Compito da svolgere:
Ricopia senza modifiche la parte dell'elenco riportato più sotto che va dalla riga contenente "A point falls on each instance of the pink" fino alla fine dell'elenco, estremi compresi, e nient'altro.

Materiale di partenza:
┏━━

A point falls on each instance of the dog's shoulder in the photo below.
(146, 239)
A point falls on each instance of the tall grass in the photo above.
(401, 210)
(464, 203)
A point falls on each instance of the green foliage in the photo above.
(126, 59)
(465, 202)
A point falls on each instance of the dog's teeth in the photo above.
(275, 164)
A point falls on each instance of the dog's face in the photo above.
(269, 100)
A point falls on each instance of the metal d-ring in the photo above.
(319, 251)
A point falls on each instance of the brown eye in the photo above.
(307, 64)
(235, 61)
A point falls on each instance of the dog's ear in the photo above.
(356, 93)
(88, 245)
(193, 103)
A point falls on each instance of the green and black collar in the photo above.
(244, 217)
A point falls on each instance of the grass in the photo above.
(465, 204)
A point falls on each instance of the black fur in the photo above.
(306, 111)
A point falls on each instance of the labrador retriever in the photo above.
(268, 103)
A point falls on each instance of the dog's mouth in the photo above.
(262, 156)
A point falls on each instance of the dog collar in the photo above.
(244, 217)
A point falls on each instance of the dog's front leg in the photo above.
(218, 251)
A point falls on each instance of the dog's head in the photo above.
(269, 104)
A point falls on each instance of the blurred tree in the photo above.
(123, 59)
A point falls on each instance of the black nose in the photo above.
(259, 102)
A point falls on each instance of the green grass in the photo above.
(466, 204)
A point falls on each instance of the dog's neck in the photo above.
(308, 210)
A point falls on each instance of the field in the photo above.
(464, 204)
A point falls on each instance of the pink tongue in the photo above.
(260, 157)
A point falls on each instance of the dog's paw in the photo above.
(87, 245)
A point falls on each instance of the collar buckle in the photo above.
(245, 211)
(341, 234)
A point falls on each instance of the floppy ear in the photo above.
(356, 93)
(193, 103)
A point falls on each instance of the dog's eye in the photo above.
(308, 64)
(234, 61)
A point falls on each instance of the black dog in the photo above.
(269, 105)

┗━━

Risposta completa:
A point falls on each instance of the pink tongue in the photo above.
(260, 157)
A point falls on each instance of the dog's paw in the photo above.
(87, 245)
A point falls on each instance of the collar buckle in the photo above.
(245, 211)
(341, 234)
A point falls on each instance of the floppy ear in the photo above.
(356, 93)
(193, 103)
A point falls on each instance of the dog's eye in the photo above.
(308, 64)
(234, 61)
A point falls on each instance of the black dog in the photo above.
(269, 105)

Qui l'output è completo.